Data provided
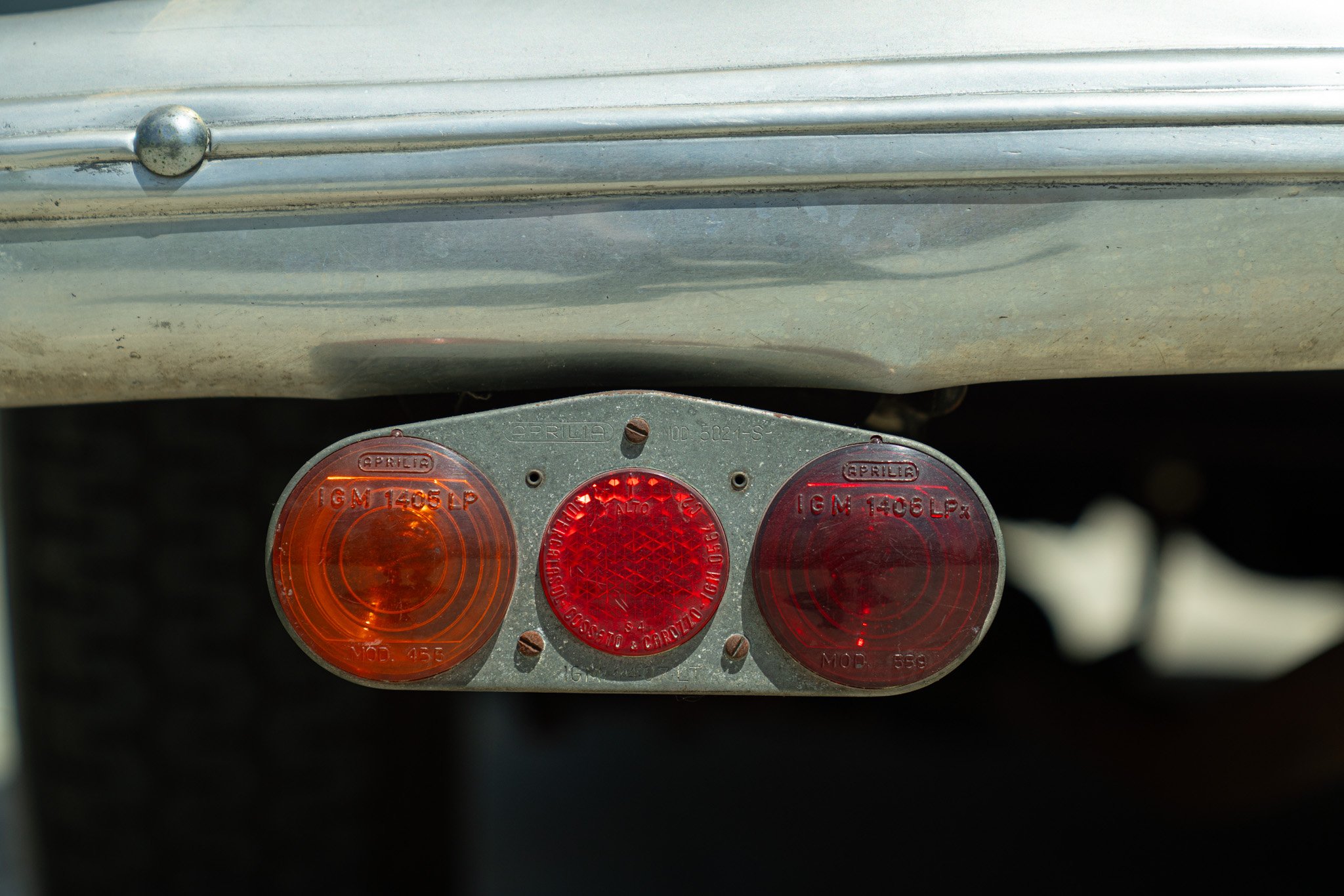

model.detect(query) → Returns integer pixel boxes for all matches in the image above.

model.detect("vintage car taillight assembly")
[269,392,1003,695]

...

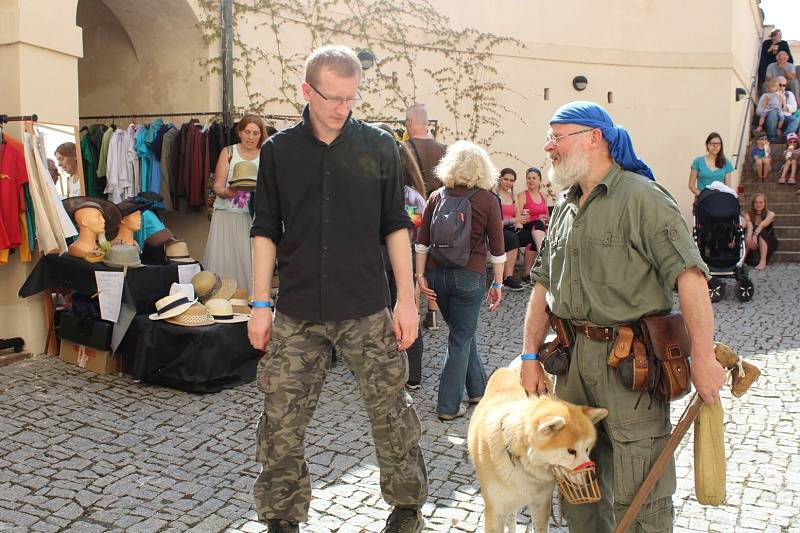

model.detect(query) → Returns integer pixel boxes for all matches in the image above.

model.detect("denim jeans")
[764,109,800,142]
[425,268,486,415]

Work to do
List every line in the entries above that contains the string "model".

Exercise answer
model.detect(query) → Returns integer pixel boxes for all matches in the image above.
model.detect("vintage car taillight assembly")
model.detect(query) → Returns integer pixel boxes for all matches in the image above.
model.detect("denim jeans")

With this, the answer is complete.